What to work on →
Reproduce each of the records below word for word, with nothing added or left out.

Entries shown →
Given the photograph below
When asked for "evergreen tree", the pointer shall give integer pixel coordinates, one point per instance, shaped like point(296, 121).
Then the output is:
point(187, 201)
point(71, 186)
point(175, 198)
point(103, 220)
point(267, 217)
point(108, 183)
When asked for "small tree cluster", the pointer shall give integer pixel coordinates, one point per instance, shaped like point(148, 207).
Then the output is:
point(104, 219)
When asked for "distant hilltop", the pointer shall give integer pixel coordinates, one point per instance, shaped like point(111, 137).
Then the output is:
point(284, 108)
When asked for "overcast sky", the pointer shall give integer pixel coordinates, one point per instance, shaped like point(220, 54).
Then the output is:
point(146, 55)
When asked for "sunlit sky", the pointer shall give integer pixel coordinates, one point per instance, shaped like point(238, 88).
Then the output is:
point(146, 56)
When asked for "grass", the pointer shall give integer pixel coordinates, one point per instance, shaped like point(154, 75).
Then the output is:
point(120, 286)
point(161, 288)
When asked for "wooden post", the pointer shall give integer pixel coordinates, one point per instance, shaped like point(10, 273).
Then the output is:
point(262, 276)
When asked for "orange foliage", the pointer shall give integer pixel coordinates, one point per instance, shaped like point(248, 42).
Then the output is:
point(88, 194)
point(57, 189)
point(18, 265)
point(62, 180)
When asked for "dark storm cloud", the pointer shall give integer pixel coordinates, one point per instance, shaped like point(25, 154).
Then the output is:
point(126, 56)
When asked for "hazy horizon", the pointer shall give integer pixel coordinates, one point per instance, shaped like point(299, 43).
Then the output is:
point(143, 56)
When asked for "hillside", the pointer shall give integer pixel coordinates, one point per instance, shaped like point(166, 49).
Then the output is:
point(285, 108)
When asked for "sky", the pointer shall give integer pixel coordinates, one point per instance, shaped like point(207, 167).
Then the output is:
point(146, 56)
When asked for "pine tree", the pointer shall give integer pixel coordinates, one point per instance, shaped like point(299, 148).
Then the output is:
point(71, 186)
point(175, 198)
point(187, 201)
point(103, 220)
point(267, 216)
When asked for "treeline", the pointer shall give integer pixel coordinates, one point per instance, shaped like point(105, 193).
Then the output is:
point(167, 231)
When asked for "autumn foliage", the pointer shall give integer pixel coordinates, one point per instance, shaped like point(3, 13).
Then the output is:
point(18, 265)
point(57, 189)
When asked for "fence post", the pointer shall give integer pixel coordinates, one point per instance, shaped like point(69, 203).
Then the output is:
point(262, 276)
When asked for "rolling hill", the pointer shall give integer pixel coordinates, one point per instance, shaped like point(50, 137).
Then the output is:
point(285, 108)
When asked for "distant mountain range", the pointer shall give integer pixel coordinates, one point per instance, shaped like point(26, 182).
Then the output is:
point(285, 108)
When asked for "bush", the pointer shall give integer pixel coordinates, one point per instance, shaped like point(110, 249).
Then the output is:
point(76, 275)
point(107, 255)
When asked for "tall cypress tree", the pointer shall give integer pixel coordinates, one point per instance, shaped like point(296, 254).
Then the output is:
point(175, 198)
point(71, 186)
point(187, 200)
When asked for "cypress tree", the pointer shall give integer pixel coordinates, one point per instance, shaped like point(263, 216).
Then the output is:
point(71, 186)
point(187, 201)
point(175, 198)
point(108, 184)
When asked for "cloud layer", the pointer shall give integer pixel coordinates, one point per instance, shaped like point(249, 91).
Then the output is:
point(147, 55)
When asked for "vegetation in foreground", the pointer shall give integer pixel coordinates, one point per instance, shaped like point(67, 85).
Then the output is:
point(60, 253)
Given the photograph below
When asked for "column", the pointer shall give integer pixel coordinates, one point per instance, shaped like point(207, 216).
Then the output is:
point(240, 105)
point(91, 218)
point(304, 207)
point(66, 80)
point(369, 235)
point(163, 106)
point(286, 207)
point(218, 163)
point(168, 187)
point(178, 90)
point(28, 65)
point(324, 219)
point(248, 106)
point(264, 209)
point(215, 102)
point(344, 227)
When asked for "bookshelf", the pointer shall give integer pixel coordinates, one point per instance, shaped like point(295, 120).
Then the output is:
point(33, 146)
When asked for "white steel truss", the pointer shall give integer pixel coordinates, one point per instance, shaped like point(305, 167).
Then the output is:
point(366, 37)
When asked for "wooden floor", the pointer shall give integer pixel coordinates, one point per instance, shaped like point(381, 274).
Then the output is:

Written answer →
Given the photograph below
When asked for "evergreen tree", the pointer shall give integer pixel coordinates, one point per instance, shaped like point(296, 121).
Then the output is:
point(187, 201)
point(71, 186)
point(175, 198)
point(103, 220)
point(267, 217)
point(108, 183)
When asked for "small tree cluster", the pointer shall give integer pixel coordinates, one point per instance, shaped like point(148, 207).
Then the output is:
point(104, 219)
When asked for "distant hilltop", the pointer shall give integer pixel coordinates, one point per instance, shaped like point(111, 137).
Then the output is:
point(284, 108)
When asked for "overcast sky", the pointer shall give integer pixel coordinates, one point per instance, shaped like point(220, 54).
Then the output is:
point(146, 55)
When asked for "sunlit sky", the pointer shall give integer pixel coordinates, one point per instance, shaped like point(238, 88).
Then the output is:
point(146, 56)
When asked for "grass", the pointer shall give integer pixel coordinates, one point per instance, shaped like point(154, 75).
Then the output is:
point(120, 286)
point(161, 288)
When asked for "wooden post", the pointer shall give integer pixel coordinates, one point per instance, shaped like point(10, 273).
Then the output is:
point(262, 276)
When asked for "orange foliage", the pointer shall give integer pixel coordinates, one point per instance, shaped like point(248, 42).
Then the output is:
point(88, 194)
point(57, 189)
point(18, 265)
point(62, 180)
When asked for "dark storm cloud", the pointer shall give integer pixel coordinates, one point per instance, shaped like point(25, 154).
Then the output is:
point(126, 56)
When asked for "hazy horizon", the pointer shall give integer pixel coordinates, one point per instance, shaped like point(299, 43).
Then the output is:
point(143, 56)
When asked for "hillside", the pointer shall give integer pixel coordinates, one point per instance, shaped like point(166, 49).
Then the output is:
point(285, 108)
When asked for "sky", the pointer shall give integer pixel coordinates, one point per instance, shaped like point(207, 167).
Then the output is:
point(146, 56)
When asked for "pine tree", the pointer shall give integer pixel coordinates, one point per instance, shaped like point(299, 148).
Then the output is:
point(71, 186)
point(175, 198)
point(187, 201)
point(103, 220)
point(267, 216)
When asked for "treeline", the pointer shall give integer pixel coordinates, one point per instance, shaped like point(105, 193).
Then the output is:
point(167, 231)
When asked for "autumn foliage", the pointer shall give integer pixel coordinates, one point per instance, shaped like point(3, 13).
Then the output is:
point(18, 265)
point(57, 189)
When asked for "fence post", the pointer shall give integer pixel coordinates, one point per instance, shaped like point(69, 203).
Then the output is:
point(262, 276)
When asked for "rolling hill", the pointer shall give integer pixel coordinates, one point per instance, shaped like point(50, 137).
Then the output is:
point(285, 108)
When asked for "distant mountain range", the pointer shall give integer pixel coordinates, one point per instance, shaped like point(26, 182).
Then the output is:
point(285, 108)
When asked for "bush", the pointer shall give integer pixel coordinates, one point per instance, shaped like point(110, 249).
Then the output is:
point(76, 275)
point(107, 255)
When asked for "tall cypress tree", the pointer shall give integer pixel coordinates, one point per instance, shaped like point(296, 254).
Then the output is:
point(175, 198)
point(71, 186)
point(187, 200)
When asked for "cypress tree", the pointer shall give integer pixel coordinates, one point per instance, shaped like point(263, 216).
Then the output is:
point(71, 186)
point(187, 201)
point(175, 198)
point(108, 184)
When asked for "cloud layer", the pointer shall give integer pixel coordinates, one point per instance, shaped like point(249, 91).
Then the output is:
point(147, 55)
When asked for "vegetation in foreground", the pointer shall give integer pixel coordinates, one point per instance, shaped like point(67, 85).
Then the output is:
point(60, 253)
Given the photograph below
When asked for "column", the pointer shall give integer pixel coordinates, one point per instance, shaped like point(207, 216).
Then the output is:
point(240, 105)
point(91, 218)
point(304, 207)
point(66, 80)
point(369, 235)
point(163, 106)
point(286, 207)
point(218, 163)
point(168, 187)
point(178, 90)
point(28, 65)
point(324, 219)
point(248, 106)
point(264, 209)
point(215, 102)
point(344, 227)
When asked for "bookshelf", the pointer shall give integer pixel coordinates, one point per instance, shaped like point(295, 120).
Then the output is:
point(33, 146)
When asked for "white steel truss", the pointer shall give integer pixel coordinates, one point per instance, shaped like point(305, 167).
Then the output is:
point(366, 37)
When asked for "wooden floor", the pointer shall give integer pixel coordinates, one point per instance, shaped like point(381, 274).
Then the output is:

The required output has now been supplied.